--- Raw entries ---
————
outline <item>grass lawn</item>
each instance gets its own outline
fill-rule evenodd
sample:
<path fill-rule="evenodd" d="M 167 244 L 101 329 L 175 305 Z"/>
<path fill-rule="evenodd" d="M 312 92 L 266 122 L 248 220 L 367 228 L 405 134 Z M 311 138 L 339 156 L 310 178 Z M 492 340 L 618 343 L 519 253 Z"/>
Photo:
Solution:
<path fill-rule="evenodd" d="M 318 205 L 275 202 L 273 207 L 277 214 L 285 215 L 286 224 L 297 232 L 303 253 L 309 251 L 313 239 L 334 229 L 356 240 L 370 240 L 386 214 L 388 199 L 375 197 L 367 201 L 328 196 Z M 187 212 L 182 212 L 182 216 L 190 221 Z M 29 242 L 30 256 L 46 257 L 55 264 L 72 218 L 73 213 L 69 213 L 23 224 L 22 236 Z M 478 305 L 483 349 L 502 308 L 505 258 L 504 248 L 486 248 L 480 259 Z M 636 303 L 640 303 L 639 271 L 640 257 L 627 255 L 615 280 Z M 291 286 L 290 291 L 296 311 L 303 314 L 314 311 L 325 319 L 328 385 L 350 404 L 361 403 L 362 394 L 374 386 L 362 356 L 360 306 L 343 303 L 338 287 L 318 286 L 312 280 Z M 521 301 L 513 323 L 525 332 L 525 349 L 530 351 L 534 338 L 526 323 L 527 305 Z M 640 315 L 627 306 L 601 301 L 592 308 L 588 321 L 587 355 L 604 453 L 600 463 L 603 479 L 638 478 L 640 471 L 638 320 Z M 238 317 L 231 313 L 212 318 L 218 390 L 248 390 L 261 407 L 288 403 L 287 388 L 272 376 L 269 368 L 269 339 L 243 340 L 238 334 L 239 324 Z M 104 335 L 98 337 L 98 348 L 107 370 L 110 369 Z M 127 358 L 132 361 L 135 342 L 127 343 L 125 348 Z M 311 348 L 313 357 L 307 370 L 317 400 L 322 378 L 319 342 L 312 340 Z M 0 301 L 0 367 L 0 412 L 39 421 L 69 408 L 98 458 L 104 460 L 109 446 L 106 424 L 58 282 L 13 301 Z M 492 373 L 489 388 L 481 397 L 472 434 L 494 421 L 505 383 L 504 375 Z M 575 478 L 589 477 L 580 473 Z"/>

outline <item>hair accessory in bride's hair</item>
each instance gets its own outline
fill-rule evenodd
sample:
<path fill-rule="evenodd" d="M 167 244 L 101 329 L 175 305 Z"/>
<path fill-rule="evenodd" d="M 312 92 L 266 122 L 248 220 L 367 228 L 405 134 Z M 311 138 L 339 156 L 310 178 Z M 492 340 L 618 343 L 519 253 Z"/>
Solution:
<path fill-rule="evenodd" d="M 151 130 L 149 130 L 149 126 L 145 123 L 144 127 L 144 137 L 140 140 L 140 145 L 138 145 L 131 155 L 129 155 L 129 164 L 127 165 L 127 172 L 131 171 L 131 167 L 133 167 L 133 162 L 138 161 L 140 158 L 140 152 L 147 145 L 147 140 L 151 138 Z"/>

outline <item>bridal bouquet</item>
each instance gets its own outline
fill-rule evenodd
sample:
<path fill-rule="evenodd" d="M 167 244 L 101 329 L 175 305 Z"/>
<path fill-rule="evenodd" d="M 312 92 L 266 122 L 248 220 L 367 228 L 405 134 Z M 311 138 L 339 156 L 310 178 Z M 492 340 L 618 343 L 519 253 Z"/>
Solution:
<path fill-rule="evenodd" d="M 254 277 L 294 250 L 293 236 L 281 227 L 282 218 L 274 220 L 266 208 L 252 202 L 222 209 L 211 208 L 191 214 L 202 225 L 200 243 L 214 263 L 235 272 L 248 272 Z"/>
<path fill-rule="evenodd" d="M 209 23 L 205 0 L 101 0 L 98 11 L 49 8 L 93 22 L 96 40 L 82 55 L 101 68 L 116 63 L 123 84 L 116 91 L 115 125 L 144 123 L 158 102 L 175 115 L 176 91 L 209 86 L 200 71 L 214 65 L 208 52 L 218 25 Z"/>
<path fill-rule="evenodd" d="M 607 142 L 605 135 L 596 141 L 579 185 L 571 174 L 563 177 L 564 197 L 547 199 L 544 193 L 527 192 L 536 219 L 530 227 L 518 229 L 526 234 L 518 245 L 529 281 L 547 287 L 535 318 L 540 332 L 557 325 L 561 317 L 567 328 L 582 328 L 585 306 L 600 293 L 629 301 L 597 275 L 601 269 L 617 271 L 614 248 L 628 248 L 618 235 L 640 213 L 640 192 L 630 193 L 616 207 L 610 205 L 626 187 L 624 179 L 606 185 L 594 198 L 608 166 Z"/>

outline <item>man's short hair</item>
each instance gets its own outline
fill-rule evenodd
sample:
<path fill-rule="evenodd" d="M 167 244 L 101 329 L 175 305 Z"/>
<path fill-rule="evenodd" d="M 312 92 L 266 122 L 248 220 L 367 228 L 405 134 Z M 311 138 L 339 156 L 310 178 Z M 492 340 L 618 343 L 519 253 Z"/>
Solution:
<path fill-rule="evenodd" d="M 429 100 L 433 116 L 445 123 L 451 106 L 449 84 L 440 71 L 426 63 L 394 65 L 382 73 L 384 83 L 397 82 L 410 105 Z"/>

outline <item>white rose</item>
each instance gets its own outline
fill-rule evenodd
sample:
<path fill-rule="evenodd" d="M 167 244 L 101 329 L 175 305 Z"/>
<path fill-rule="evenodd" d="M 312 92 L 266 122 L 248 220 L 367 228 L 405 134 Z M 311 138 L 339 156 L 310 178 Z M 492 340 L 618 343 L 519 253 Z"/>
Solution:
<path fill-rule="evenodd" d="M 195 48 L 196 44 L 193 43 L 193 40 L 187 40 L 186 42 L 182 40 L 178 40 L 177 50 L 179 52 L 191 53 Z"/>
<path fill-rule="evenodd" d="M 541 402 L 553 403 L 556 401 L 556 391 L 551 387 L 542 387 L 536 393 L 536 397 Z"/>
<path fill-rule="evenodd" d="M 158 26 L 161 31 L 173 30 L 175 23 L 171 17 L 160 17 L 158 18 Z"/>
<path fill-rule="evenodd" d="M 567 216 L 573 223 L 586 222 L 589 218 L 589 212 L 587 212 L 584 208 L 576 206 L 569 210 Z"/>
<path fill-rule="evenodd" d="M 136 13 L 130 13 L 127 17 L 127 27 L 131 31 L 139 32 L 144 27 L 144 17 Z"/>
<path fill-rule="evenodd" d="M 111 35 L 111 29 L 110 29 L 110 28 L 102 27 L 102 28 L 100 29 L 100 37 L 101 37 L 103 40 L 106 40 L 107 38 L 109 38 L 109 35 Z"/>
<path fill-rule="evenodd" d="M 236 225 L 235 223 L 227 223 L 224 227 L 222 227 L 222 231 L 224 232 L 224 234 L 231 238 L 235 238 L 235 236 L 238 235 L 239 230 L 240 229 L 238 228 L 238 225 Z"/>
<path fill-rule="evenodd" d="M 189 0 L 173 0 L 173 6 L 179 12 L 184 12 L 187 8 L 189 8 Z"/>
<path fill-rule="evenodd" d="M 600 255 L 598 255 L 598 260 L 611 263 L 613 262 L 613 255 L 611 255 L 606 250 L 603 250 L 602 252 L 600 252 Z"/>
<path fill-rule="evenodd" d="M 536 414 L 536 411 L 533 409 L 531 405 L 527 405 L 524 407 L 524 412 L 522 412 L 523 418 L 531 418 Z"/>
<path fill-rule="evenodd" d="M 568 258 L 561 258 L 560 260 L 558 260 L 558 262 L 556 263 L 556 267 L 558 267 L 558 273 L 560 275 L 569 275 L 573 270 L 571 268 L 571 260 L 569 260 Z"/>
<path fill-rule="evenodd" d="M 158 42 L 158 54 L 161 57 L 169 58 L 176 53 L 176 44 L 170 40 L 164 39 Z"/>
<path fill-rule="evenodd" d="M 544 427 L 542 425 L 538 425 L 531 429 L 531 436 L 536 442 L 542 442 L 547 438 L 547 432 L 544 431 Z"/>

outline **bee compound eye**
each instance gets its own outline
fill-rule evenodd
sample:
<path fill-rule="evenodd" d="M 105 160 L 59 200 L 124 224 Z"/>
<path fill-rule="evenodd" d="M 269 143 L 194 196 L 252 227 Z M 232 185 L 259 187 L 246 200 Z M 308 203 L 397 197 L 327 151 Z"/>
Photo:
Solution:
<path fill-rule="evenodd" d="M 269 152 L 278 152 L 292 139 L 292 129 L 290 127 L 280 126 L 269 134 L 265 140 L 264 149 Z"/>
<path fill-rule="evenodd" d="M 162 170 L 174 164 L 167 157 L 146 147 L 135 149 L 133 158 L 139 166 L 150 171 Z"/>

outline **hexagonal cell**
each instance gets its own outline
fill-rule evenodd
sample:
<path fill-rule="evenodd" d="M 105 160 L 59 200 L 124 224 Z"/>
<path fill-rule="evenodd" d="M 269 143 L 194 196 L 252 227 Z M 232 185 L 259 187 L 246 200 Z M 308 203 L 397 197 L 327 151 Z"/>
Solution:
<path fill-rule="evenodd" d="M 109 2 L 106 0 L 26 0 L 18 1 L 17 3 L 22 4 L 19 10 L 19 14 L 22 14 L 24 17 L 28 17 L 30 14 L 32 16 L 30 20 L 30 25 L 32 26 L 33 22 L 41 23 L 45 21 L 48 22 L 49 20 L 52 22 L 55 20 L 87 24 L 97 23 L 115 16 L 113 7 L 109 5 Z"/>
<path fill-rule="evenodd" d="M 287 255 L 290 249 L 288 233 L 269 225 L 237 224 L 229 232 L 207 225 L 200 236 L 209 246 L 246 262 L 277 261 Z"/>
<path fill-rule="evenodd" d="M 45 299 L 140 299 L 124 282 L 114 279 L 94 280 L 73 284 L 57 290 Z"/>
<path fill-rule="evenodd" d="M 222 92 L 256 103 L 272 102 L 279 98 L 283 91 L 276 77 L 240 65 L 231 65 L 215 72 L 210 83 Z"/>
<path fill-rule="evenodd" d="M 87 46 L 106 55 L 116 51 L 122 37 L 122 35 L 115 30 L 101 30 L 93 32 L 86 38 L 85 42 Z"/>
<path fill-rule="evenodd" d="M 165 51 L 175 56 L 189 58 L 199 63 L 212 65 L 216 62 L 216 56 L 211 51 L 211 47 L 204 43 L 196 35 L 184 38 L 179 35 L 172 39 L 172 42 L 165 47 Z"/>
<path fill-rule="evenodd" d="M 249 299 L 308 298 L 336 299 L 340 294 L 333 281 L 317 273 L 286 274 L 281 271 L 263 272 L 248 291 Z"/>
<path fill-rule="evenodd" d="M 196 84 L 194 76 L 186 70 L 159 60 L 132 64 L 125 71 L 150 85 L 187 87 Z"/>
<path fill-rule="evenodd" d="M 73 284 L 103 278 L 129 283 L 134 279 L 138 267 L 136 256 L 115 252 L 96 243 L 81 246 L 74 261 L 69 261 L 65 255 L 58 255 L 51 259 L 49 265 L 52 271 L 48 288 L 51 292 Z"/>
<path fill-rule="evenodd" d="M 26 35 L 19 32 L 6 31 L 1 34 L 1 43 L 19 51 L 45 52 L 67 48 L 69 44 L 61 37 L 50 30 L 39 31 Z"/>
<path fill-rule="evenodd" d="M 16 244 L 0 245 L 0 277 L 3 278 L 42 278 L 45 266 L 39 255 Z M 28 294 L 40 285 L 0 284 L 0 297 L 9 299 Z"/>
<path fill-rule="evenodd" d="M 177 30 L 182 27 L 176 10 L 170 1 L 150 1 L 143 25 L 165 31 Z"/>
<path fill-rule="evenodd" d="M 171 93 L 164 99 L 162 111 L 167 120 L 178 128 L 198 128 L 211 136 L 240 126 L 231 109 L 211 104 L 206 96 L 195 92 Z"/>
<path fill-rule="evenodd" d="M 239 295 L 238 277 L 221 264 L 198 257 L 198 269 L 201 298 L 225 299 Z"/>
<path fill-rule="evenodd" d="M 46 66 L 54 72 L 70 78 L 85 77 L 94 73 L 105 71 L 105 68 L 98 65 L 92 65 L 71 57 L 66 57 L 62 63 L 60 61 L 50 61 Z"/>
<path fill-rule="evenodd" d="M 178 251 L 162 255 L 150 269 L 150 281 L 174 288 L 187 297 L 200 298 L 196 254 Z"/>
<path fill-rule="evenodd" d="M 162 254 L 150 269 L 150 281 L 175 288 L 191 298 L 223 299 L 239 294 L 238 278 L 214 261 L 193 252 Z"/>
————
--- Task prompt ---
Copy out the lines from the one containing "outline <item>white rose</item>" through the one containing "567 216 L 573", unchanged.

--- Output of the task ---
outline <item>white rose</item>
each instance gets its own outline
fill-rule evenodd
sample:
<path fill-rule="evenodd" d="M 167 244 L 101 329 L 175 305 Z"/>
<path fill-rule="evenodd" d="M 312 92 L 266 122 L 248 220 L 367 228 L 405 134 Z M 311 138 L 339 156 L 310 178 Z M 492 340 L 618 343 L 519 253 Z"/>
Solution:
<path fill-rule="evenodd" d="M 195 48 L 196 44 L 193 43 L 193 40 L 187 40 L 186 42 L 182 40 L 178 40 L 177 50 L 179 52 L 191 53 Z"/>
<path fill-rule="evenodd" d="M 541 402 L 553 403 L 556 401 L 556 391 L 551 387 L 542 387 L 536 393 L 536 397 Z"/>
<path fill-rule="evenodd" d="M 158 26 L 161 31 L 173 30 L 175 23 L 171 17 L 160 17 L 158 18 Z"/>
<path fill-rule="evenodd" d="M 567 216 L 573 223 L 586 222 L 589 218 L 589 212 L 587 212 L 584 208 L 576 206 L 569 210 Z"/>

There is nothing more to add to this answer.